GIVEN PASSAGE:
-=-=-
Earthly Possessions
- First edition cover
- Author: Anne Tyler
- Language: English
- Publisher: Knopf
- Publication date: 1977
- Publication place: United States
- Media type: Print (Hardcover and Paperback)
- Pages: 197
- ISBN: 9780394411477
- OCLC: OL24950680M
- Dewey Decimal: 813/.5/4
- LC Class: PZ4.T979 Ear PS3570.Y45 (76041222 )

= Earthly Possessions (novel) =

1977 novel by Anne Tyler

Earthly Possessions is a 1977 novel by Anne Tyler. This, Tyler's seventh novel, followed Celestial Navigation and Searching for Caleb and preceded her award-winning novels Morgan's Passing, Dinner at the Homesick Restaurant, The Accidental Tourist, and Breathing Lessons.

==Plot==
Thirty-five-year-old Charlotte Emory has felt trapped her whole life in Clarion, Maryland—first by her embarrassingly eccentric parents, then by her preacher-husband whom she married too young, and eventually by "his variously afflicted brothers, a daughter who won't answer to her own name, a house full of refugees, an impossible clutter." She finally decides to run away from it all, rid herself of her "earthly possessions," and start over. When she goes to the bank to withdraw funds for her escape, she gets taken hostage during a holdup. Prison escapee Jake Simms forces Charlotte into a stolen car and they head for Florida.
-=-=-
EXTRACTED RECORDS:
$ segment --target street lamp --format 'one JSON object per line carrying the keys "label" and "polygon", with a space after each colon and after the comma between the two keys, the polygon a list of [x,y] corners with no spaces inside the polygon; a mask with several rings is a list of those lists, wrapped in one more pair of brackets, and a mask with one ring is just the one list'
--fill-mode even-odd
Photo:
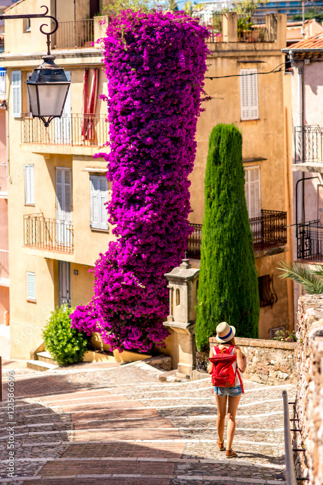
{"label": "street lamp", "polygon": [[47,24],[43,24],[40,27],[42,33],[47,36],[47,55],[42,57],[44,63],[34,69],[31,79],[26,82],[32,116],[41,119],[47,128],[53,118],[62,116],[71,83],[67,81],[63,68],[55,64],[55,56],[50,53],[50,36],[58,29],[58,22],[55,17],[47,15],[48,9],[46,5],[41,8],[43,7],[46,9],[45,14],[0,15],[0,20],[46,17],[52,19],[55,23],[54,30],[48,33],[43,30],[44,26],[47,26]]}
{"label": "street lamp", "polygon": [[71,83],[63,68],[54,62],[55,56],[42,58],[44,63],[33,70],[26,84],[32,116],[40,118],[47,127],[53,118],[61,117]]}

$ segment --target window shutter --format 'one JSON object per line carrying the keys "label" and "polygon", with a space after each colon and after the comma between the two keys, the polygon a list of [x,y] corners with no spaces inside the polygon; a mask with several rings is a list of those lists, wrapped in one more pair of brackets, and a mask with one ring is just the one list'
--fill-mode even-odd
{"label": "window shutter", "polygon": [[249,218],[261,215],[260,200],[260,167],[245,167],[245,194]]}
{"label": "window shutter", "polygon": [[108,213],[105,205],[108,200],[108,180],[106,177],[91,175],[91,226],[93,229],[108,228]]}
{"label": "window shutter", "polygon": [[99,228],[99,177],[92,175],[90,178],[91,197],[91,227]]}
{"label": "window shutter", "polygon": [[21,116],[21,72],[13,71],[12,81],[12,115],[14,118]]}
{"label": "window shutter", "polygon": [[108,229],[108,213],[105,204],[108,200],[108,180],[100,177],[100,228]]}
{"label": "window shutter", "polygon": [[27,271],[27,300],[36,301],[35,274]]}
{"label": "window shutter", "polygon": [[242,120],[254,120],[259,117],[258,72],[255,68],[240,69]]}
{"label": "window shutter", "polygon": [[246,75],[248,69],[240,69],[240,97],[241,100],[241,119],[249,119],[248,78]]}
{"label": "window shutter", "polygon": [[26,204],[34,204],[34,183],[33,165],[25,165],[25,202]]}
{"label": "window shutter", "polygon": [[63,171],[56,169],[56,218],[64,220],[64,195],[63,194]]}

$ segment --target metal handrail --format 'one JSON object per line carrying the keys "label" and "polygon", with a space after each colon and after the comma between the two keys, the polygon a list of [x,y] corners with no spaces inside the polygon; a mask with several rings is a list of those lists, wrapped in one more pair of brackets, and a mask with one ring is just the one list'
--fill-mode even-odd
-=-=-
PROBLEMS TO SOLVE:
(A) Quote everything in the Earthly Possessions article from "Earthly Possessions is" down to "and Breathing Lessons.".
(B) According to the Earthly Possessions article, where does Jake Simms take Charlotte after forcing her into the stolen car?
(C) Continue the Earthly Possessions article from where it stops.

RESPONSES PER TASK:
(A)
Earthly Possessions is a 1977 novel by Anne Tyler. This, Tyler's seventh novel, followed Celestial Navigation and Searching for Caleb and preceded her award-winning novels Morgan's Passing, Dinner at the Homesick Restaurant, The Accidental Tourist, and Breathing Lessons.

(B) They head for Florida.

(C)
"Earthly Possessions…contains a chilling portrait of a habitual criminal, Jake Simms, Jr., who blames every destructive and chaotic act of his own on someone else. He kidnaps our heroine, the surpassingly amiable Charlotte Emory because while he was robbing a bank a bystander happened to produce a gun. "I could be clean free," he tells his victim, "and you safe home with your kids by now if it wasn't for him. Guy like that ought to be locked up." As the chase continues, and the kidnapping lengthens into a kind of marriage, he persuades himself, "it ain't me keeping you it's them. If they would quit hounding me then we could go our separate ways…" This is perfect loser psychology, the mental technology of digging a bottomless pit; but Anne Tyler would have us believe that Jake is saved from falling in by the doll-like apparition of a wee seventeen-year-old girl he has impregnated, Mindy Callender."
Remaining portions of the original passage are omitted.